[DATASET start]

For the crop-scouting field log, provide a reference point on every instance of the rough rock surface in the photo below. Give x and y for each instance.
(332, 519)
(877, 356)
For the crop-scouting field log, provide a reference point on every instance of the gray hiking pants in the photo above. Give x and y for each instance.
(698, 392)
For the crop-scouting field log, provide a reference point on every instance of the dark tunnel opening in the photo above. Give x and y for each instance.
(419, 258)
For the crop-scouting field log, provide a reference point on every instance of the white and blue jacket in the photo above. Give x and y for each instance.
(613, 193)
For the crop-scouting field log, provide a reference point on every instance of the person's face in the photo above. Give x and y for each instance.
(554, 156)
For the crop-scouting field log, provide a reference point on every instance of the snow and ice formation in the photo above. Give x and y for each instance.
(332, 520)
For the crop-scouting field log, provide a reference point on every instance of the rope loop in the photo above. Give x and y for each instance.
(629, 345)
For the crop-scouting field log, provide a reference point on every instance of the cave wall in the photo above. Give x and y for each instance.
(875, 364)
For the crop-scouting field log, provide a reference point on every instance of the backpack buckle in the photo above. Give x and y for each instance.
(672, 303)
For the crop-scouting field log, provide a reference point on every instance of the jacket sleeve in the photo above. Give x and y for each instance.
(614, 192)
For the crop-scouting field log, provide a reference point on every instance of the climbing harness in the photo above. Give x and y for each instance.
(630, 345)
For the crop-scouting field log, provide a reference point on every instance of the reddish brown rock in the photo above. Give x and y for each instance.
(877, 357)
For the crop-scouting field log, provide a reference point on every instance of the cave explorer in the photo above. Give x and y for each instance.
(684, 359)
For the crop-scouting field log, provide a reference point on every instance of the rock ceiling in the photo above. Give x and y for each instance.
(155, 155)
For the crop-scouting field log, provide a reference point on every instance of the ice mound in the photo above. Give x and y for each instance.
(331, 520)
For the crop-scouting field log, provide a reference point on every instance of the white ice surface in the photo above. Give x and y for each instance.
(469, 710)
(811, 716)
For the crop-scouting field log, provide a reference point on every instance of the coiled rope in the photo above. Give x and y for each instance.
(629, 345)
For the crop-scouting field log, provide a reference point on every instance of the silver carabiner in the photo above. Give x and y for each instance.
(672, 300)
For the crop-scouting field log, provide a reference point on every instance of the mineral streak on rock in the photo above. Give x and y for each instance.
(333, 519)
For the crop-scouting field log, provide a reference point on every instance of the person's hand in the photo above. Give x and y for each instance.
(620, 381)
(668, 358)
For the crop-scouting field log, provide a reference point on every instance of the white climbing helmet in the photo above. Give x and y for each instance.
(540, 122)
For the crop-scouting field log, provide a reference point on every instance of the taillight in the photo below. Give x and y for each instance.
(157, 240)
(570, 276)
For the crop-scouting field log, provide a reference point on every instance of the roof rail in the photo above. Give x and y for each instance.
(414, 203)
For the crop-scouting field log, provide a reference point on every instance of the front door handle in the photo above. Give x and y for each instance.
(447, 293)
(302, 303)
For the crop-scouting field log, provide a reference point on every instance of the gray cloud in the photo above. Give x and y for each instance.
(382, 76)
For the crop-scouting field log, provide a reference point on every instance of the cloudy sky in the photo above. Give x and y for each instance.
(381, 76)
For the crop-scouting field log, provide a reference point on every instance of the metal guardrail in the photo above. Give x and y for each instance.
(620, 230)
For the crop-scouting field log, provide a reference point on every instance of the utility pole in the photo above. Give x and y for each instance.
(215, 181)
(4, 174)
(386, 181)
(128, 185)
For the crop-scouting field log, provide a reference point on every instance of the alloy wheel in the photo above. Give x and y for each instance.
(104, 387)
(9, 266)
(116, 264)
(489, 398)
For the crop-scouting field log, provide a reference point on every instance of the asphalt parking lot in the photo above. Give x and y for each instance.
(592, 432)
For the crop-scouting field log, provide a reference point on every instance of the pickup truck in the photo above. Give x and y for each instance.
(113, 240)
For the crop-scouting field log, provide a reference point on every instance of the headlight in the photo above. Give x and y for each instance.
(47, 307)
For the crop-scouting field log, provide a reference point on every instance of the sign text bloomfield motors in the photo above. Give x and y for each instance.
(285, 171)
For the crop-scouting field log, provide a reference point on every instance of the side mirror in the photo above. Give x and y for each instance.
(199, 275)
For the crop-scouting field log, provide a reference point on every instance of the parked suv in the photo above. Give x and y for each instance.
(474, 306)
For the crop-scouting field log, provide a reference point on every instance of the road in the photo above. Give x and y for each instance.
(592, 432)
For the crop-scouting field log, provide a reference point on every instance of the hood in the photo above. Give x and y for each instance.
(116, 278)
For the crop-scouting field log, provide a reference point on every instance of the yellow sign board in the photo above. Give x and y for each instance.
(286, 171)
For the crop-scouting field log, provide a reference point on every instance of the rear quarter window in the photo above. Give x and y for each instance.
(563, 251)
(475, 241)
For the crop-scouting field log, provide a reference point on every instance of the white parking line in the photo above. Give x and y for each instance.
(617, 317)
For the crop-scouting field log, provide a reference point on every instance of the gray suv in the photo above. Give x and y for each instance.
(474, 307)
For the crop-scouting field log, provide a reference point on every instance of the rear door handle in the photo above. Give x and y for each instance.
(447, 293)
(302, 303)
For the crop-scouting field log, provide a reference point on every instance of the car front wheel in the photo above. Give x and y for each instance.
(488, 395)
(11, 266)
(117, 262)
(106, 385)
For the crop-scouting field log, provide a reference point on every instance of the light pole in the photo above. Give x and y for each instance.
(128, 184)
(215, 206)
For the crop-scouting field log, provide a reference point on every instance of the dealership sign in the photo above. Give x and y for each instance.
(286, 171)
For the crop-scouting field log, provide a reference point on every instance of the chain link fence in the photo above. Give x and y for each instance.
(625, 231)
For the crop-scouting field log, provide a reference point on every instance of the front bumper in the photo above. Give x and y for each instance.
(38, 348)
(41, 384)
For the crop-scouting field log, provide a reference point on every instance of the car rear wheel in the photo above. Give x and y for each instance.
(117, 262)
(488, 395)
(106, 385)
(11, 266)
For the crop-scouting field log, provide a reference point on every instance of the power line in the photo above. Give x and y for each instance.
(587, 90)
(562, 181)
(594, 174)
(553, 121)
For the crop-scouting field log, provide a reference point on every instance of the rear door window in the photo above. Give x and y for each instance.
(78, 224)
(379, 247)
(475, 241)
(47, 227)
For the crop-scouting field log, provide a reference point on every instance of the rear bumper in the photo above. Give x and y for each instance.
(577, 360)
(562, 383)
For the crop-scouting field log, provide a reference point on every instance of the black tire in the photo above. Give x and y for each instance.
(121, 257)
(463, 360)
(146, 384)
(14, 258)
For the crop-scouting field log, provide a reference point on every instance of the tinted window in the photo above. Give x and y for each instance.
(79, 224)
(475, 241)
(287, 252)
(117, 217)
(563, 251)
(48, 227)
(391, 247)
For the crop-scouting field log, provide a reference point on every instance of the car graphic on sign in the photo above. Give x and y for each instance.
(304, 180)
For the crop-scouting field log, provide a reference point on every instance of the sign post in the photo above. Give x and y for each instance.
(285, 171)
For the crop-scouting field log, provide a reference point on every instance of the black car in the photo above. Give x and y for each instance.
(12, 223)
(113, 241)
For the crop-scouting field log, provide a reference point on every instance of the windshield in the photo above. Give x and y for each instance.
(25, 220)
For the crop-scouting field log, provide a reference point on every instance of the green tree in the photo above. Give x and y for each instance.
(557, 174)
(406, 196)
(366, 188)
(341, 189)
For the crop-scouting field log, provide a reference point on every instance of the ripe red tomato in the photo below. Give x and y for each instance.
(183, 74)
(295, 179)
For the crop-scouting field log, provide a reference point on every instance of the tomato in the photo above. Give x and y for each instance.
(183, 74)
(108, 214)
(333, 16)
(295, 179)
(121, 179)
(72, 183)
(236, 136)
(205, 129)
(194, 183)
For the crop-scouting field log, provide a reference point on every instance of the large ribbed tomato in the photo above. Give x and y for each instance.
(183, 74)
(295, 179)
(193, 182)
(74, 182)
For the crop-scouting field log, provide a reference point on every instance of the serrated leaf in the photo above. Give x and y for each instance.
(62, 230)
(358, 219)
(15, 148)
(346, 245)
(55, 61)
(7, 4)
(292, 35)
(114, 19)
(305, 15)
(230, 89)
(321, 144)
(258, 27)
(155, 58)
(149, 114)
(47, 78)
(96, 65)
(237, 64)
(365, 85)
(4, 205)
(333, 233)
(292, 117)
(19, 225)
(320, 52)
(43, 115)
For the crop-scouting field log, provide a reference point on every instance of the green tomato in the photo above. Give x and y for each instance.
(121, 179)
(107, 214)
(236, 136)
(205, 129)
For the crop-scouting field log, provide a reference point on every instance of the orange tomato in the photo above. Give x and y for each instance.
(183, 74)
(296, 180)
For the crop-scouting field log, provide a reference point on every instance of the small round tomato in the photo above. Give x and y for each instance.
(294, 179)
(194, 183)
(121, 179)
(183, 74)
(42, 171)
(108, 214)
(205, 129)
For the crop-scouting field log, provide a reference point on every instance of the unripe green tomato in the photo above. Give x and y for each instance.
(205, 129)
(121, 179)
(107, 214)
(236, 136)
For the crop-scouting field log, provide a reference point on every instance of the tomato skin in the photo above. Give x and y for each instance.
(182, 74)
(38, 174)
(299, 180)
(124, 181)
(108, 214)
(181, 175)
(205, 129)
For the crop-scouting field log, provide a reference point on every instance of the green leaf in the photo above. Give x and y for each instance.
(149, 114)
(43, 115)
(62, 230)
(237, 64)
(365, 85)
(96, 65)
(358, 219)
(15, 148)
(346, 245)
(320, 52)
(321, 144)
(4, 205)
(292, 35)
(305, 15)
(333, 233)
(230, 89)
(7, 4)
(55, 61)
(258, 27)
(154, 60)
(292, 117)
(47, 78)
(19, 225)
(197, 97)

[DATASET end]

### TASK DETAILS
Convert the lines from the one containing "the tomato skin" up to and including the final line above into a numbered list, omitting any blank lines.

### OUTPUT OF THE EXERCISE
1. For the crop-scouting field log, provide a reference point on every instance of the tomato skin in the photo above. Give x and y for each instance.
2. (182, 74)
3. (38, 174)
4. (299, 180)
5. (124, 181)
6. (108, 214)
7. (181, 175)
8. (205, 129)
9. For the crop-scouting field log, provide a reference point on every instance of the green leaf in the photo above. Give x and y for each instance.
10. (149, 114)
11. (43, 115)
12. (62, 230)
13. (237, 64)
14. (365, 85)
15. (96, 65)
16. (358, 219)
17. (15, 148)
18. (346, 245)
19. (320, 52)
20. (321, 144)
21. (4, 205)
22. (292, 35)
23. (305, 15)
24. (333, 233)
25. (230, 89)
26. (7, 4)
27. (55, 61)
28. (258, 27)
29. (154, 60)
30. (292, 117)
31. (47, 78)
32. (19, 225)
33. (197, 97)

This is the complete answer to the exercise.